╭─ Supplied material

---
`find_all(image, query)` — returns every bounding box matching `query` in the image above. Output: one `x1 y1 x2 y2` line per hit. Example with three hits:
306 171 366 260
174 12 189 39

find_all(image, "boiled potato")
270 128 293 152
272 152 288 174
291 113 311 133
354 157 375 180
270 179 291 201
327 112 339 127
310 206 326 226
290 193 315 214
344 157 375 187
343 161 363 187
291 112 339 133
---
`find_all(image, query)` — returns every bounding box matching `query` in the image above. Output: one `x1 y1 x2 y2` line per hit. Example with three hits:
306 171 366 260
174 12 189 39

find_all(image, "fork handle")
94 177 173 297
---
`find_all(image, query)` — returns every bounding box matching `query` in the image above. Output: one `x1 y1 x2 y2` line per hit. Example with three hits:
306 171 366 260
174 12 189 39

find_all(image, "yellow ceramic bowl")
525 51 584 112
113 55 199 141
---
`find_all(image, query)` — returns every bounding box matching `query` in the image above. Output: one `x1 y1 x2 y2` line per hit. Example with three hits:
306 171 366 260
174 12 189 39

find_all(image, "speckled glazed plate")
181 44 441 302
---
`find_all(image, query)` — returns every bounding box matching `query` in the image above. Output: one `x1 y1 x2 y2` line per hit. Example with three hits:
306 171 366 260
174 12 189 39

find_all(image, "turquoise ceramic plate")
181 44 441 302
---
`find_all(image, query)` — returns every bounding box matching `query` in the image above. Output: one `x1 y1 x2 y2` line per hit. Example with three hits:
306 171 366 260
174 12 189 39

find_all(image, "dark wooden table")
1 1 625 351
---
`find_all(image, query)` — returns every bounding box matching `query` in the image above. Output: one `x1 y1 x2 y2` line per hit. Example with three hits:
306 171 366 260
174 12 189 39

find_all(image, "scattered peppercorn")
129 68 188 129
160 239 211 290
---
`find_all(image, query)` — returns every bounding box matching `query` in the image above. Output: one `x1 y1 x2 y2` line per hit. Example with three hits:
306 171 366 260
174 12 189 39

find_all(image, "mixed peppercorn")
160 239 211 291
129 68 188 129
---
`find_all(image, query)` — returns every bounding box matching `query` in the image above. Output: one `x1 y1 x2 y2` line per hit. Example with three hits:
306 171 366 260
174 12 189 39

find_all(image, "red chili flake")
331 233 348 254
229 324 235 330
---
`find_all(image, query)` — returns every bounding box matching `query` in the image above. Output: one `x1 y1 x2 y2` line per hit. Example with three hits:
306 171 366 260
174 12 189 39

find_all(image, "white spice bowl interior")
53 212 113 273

╰─

From the first line to the last, write out the data exactly.

---
`find_all(image, query)` — returns every bounding box matching `query` in the image above. Output: one `x1 y1 x2 y2` line per hit. Example with three hits:
306 171 366 260
174 12 189 39

find_all(image, "boiled potato")
270 128 293 152
272 152 288 174
291 113 311 133
354 157 375 180
270 179 291 201
327 112 339 127
310 206 326 226
290 193 315 214
344 157 375 187
343 161 363 187
291 112 339 133
---
`find_all(image, query)` — returns every bounding box matching `query` in the image above. Output: one `x1 y1 x2 y2` line per hit. Example with three hits:
306 171 366 260
174 12 189 39

find_all(image, "fork handle")
94 177 173 297
---
`find_all(image, query)` — returns every bounding box matching `query` in the image above. Output: one `x1 y1 x2 y2` line per hit. Example with three hits:
306 171 366 260
174 12 189 39

find_all(image, "yellow ceramic bowl")
525 51 584 112
113 55 199 141
---
`find_all(image, query)` — returns every bounding box matching `query` in the image above. Output: one `x1 y1 x2 y2` line per hit. Example with three hits:
306 171 366 260
174 12 189 39

find_all(image, "speckled glazed plate")
181 44 441 302
---
`find_all(image, query)` — returns every bounding box matching `query` in the image above. Output: one `x1 y1 x2 y2` line per hit. Example with three hits:
306 171 366 260
174 12 189 39

find_all(image, "turquoise ceramic plate")
181 44 441 302
---
`find_all(image, query)` — returns every bounding box matching `query` in the image above. Output: one `x1 y1 x2 y2` line per hit. Example with three hits:
306 171 366 260
174 12 189 39

find_all(image, "dark wooden table")
1 1 625 351
---
`find_all(image, query)` — returns every bounding box matching `query` in the image above. Output: one `x1 y1 x2 y2` line per hit. Example with three hits:
306 171 366 260
174 12 189 39

find_all(image, "scattered peppercorn")
129 68 188 129
160 239 211 290
---
`find_all(image, query)` — returns every bounding box matching `query` in the image above. Output: one `x1 y1 x2 y2` line per hit. Example with three hits:
306 171 366 260
174 12 189 39

find_all(image, "mixed peppercorn")
160 239 211 291
129 68 188 129
---
`find_all(image, query)` — returns every bounding box matching `query` in the image above. Output: one `x1 y1 x2 y2` line per hit. Example with three hits:
306 171 366 260
174 12 189 39

find_all(image, "red chili flake")
331 233 348 254
229 324 235 330
---
`find_all(image, query)` — returns every bounding box matching `query` in the image above. Output: one `x1 y1 x2 y2` line per hit. Example with three hits:
306 171 366 260
174 12 189 39

find_all(image, "white spice bowl interior")
53 212 113 273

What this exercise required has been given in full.